> YOUR GOAL:
The full set of entries is to be printed exactly, with pictures excluded.
↓
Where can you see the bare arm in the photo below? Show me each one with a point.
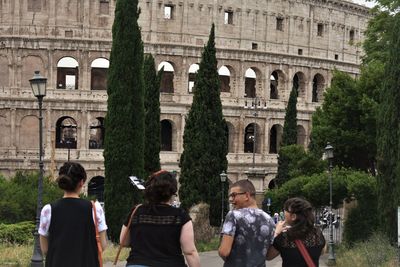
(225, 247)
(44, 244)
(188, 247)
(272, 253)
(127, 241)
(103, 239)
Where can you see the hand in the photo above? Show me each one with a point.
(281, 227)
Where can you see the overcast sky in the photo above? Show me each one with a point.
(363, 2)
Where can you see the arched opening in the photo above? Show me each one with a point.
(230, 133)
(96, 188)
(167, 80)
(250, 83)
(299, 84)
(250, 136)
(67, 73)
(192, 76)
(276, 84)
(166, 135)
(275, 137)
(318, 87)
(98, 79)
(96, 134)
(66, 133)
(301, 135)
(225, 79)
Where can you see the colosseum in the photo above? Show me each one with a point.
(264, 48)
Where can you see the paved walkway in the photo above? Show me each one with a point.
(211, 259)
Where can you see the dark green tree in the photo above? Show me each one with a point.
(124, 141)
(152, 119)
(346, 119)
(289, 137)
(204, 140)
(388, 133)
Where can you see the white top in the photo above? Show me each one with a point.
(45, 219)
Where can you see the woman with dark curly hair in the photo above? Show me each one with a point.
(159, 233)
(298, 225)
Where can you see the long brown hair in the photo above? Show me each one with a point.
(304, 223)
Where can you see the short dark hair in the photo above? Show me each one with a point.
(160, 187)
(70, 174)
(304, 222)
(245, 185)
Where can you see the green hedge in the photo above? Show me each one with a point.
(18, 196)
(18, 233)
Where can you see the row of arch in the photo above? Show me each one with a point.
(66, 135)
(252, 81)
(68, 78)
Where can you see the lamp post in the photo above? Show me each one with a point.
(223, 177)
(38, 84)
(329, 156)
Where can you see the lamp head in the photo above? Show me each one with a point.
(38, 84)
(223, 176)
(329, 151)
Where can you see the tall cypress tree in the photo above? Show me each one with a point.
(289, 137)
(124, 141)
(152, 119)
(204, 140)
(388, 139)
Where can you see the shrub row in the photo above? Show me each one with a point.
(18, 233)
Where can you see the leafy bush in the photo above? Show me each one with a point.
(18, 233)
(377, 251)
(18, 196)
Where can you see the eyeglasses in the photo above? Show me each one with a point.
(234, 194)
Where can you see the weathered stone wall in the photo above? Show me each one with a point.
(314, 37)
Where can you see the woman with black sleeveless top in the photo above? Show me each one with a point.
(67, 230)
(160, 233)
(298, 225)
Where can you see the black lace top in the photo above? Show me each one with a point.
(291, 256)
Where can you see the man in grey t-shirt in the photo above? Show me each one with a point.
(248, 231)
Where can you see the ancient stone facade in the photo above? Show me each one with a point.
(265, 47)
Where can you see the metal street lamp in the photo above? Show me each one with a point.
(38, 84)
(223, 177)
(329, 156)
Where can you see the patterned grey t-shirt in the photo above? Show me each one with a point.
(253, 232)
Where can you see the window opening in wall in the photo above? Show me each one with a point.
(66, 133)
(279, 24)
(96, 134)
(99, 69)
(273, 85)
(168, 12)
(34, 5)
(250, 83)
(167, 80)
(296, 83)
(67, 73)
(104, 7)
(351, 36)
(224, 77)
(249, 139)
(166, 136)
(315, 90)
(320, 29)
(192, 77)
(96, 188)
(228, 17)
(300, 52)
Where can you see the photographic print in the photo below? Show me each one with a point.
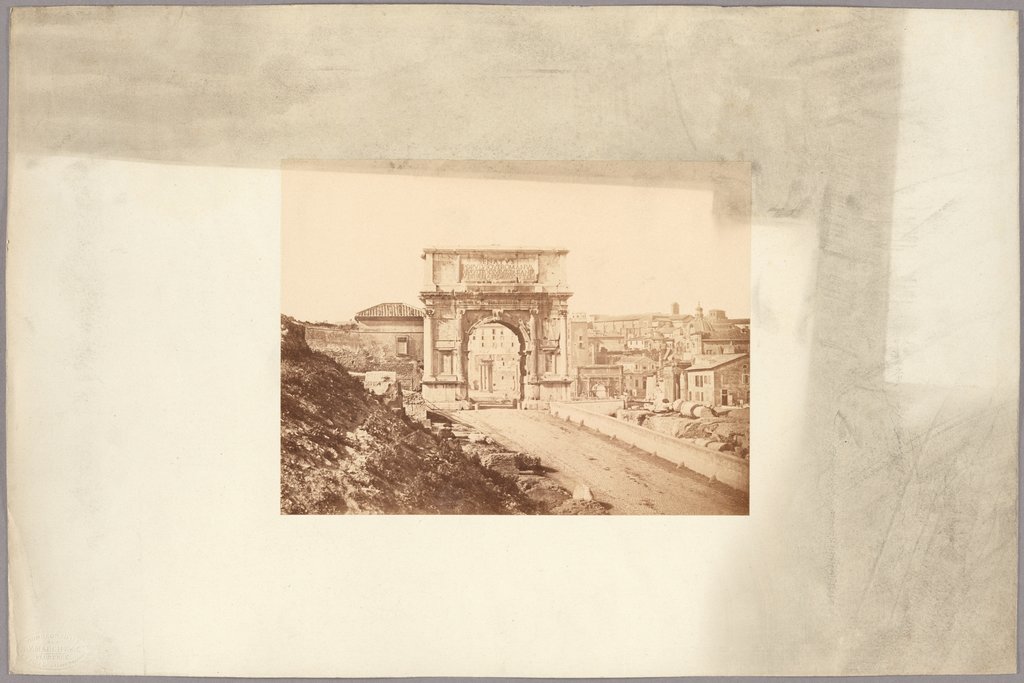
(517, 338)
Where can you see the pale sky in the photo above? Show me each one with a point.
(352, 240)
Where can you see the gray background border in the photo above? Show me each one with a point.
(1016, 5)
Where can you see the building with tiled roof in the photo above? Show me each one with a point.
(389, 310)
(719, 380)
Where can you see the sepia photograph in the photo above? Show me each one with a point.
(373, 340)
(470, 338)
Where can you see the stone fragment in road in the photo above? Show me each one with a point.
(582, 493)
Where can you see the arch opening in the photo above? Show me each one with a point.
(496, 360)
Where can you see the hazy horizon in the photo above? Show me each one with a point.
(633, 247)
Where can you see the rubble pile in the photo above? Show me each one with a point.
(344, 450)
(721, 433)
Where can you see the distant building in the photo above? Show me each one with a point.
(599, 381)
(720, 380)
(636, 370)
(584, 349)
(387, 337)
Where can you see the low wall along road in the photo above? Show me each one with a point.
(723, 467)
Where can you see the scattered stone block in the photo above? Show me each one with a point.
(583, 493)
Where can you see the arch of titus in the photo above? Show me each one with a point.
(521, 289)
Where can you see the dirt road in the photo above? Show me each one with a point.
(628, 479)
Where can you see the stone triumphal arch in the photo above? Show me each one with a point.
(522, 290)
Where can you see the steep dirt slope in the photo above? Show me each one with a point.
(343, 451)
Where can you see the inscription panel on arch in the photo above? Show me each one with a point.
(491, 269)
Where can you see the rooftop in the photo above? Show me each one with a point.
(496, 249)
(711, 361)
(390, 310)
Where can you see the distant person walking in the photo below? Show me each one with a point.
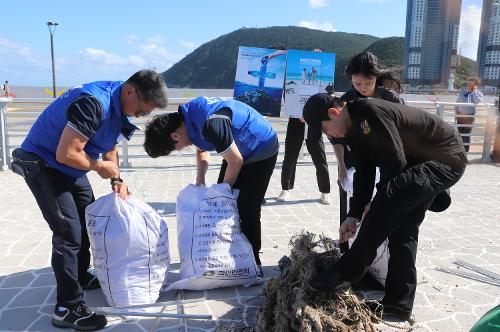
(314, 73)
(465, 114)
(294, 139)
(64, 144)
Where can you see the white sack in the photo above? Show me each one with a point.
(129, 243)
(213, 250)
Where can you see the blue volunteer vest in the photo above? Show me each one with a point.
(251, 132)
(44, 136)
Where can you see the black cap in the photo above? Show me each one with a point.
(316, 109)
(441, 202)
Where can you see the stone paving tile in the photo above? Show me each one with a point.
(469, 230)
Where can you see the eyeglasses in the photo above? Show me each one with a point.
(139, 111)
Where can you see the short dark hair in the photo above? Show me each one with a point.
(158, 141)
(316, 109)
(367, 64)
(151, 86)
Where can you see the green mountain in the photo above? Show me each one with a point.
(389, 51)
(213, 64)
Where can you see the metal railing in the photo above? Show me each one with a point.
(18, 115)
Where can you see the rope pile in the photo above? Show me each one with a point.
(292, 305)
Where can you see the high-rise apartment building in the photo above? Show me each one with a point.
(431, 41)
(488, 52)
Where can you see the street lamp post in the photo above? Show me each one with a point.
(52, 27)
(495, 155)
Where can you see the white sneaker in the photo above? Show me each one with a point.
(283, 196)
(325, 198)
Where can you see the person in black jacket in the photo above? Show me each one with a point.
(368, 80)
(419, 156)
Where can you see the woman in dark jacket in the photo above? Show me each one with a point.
↑
> YOUR SOLUTION:
Where can you see the bare arm in the photo below? Show me each one with a point.
(225, 247)
(44, 244)
(188, 247)
(272, 253)
(127, 241)
(103, 239)
Where can you see the hand in the photo above? Show me each one with a point.
(281, 227)
Where can you see the overcast sky in the photo above? Show me each one with a point.
(363, 2)
Where can you see the arched opening in the photo above? Show me each one with a point.
(230, 133)
(96, 188)
(167, 80)
(250, 83)
(299, 84)
(250, 136)
(67, 73)
(192, 76)
(276, 84)
(166, 135)
(275, 137)
(318, 87)
(98, 79)
(96, 134)
(66, 133)
(301, 135)
(225, 79)
Where can you see the colosseum in the photo above? Show me each one with a point.
(264, 48)
Where can you see the paved walkway in the photo above? Show me each one with a point.
(211, 259)
Where can you see the dark green tree in the photo above? Show me each one with a point.
(124, 141)
(152, 119)
(346, 119)
(289, 137)
(204, 140)
(388, 133)
Where can you see the white top in the photo above? Show me each one with a point.
(45, 219)
Where can you see the woman with dark curly hair in the photo above? Show me each one with a point.
(159, 233)
(298, 225)
Where can you see the long brown hair in the photo above? Show me each one with a point.
(304, 223)
Where can you see the short dark hair in the photo above? Show me each one with a point.
(160, 187)
(70, 174)
(304, 222)
(245, 185)
Where can you see the green hedge in the photo above? Show me each one with a point.
(18, 196)
(18, 233)
Where can you see the row of arch in the photo above? Show me each one with a point.
(66, 135)
(252, 81)
(68, 78)
Where can you see the lamp post in the photo above? Show me each one with a point.
(223, 177)
(38, 84)
(329, 156)
Where can you see the lamp head in the photo above? Show me each one with a point.
(38, 84)
(223, 176)
(329, 151)
Where can you see the tall cypress tree in the photo above? Show me each one with a point.
(289, 137)
(124, 141)
(152, 119)
(204, 140)
(388, 139)
Where can you see the shrub row in the photo above? Show me each one with a point.
(18, 233)
Where can you see the leafy bush in the photo above? Show me each one with a point.
(18, 233)
(377, 251)
(18, 196)
Where can you see the eyeglasses in the photo above? Show me each one with a point.
(234, 194)
Where can you see the weathered stone wall in the photo above? Show me each one with a point.
(314, 37)
Where can you see the woman with black sleeveless top in the photo above? Show me each one with a point.
(67, 230)
(160, 233)
(298, 225)
Where can you see the black lace top in the photo above? Show me each one with a point.
(291, 256)
Where can you see the man in grey t-shirt in the photo above? Show me each one with a point.
(248, 231)
Where can you see the ancient stone facade in the photo above? Show me each one with a point.
(265, 47)
Where can you see the metal street lamp in the photo above? Show me each one with a point.
(38, 84)
(223, 177)
(329, 156)
Where can you see the patterned grey t-shirt in the photo above? Show me each one with a point.
(253, 232)
Where can you see the window opening in wall in the photo above? Show me each one with a point.
(66, 133)
(279, 24)
(96, 134)
(99, 69)
(273, 85)
(168, 12)
(34, 5)
(250, 83)
(167, 80)
(296, 83)
(67, 73)
(104, 7)
(351, 36)
(224, 77)
(249, 139)
(166, 136)
(315, 90)
(320, 29)
(192, 77)
(96, 188)
(228, 17)
(300, 52)
Where can you see the photographic print in the photo below? Show me each one with a point.
(517, 338)
Where can you see the pale sky in the photo above? Show me each one with a point.
(352, 240)
Where can you see the gray background border in the photo above? Show me each one with a point.
(1016, 5)
Where can you see the building with tiled roof in the photo above? Show me each one with a point.
(389, 310)
(719, 380)
Where can you see the sepia photograph in the photo above? Show me each one with a point.
(373, 340)
(470, 338)
Where can you see the stone fragment in road in the photo above? Show me each one with a point.
(582, 493)
Where can you see the arch opening in the photo above? Show me each one with a point.
(496, 360)
Where can you see the hazy horizon in the photo above? Show me each one with a point.
(633, 247)
Where can you see the rubble pile in the photo above? Show me each one with a point.
(344, 450)
(721, 433)
Where can you see the distant building in the photo above? Show me each one with a point.
(599, 381)
(720, 380)
(636, 370)
(584, 349)
(387, 337)
Where can you see the low wall along road in the photo above? Show me each one with a point.
(723, 467)
Where can you see the scattered stone block in the photo above? Show me each one with a point.
(583, 493)
Where can you see the arch of titus in the photo above? Show me each one with a point.
(521, 289)
Where can you see the dirt road in the photo above? Show me each one with a point.
(628, 479)
Where can you see the stone triumphal arch in the photo above? Show me each one with a point.
(522, 290)
Where can you see the steep dirt slope in the photo above? Show me each one with a point.
(343, 451)
Where can you see the inscription panel on arch in the photo above? Show me each one with a point.
(491, 269)
Where can you see the rooftop in the photo above? Show me each one with a point.
(496, 249)
(711, 361)
(390, 310)
Where can you see the distant person walking in the photo below? Show me each one with a point.
(314, 73)
(465, 114)
(294, 139)
(64, 144)
Where can you see the white sack in the photo above? Show me each one with a point.
(129, 243)
(213, 250)
Where can you see the blue volunteer vest in the photo above? Show me each one with a point.
(251, 132)
(44, 136)
Where can you see the black cap in the photo above? Show me each one with a point.
(316, 109)
(441, 202)
Where can you see the stone paving tile in the photo above? Show me each one with a point.
(469, 230)
Where can you see the eyeglasses in the photo above? Show me each one with a point.
(139, 111)
Where can you see the short dark hair in the photo above? Show me each one with a point.
(158, 141)
(316, 109)
(367, 64)
(151, 86)
Where can you see the green mountain in the photo above? Show me each one with a point.
(389, 51)
(213, 64)
Where can you see the metal railing in the photo above? Show me each one with a point.
(18, 115)
Where can you see the rope pile in the photo above? Show me each one with a point.
(292, 305)
Where can you see the high-rise apartment building in the photo above? Show me each one with a point.
(431, 41)
(488, 52)
Where can you see the street lamp post in the photo above? Show me each one with a point.
(52, 27)
(495, 155)
Where can you see the white sneaker in the photo above? Show me each one with a point.
(283, 196)
(325, 198)
Where can you see the person in black jacket in the photo above? Show me each one with a point.
(368, 80)
(419, 156)
Where can you see the woman in dark jacket in the photo above? Show me each one with a point.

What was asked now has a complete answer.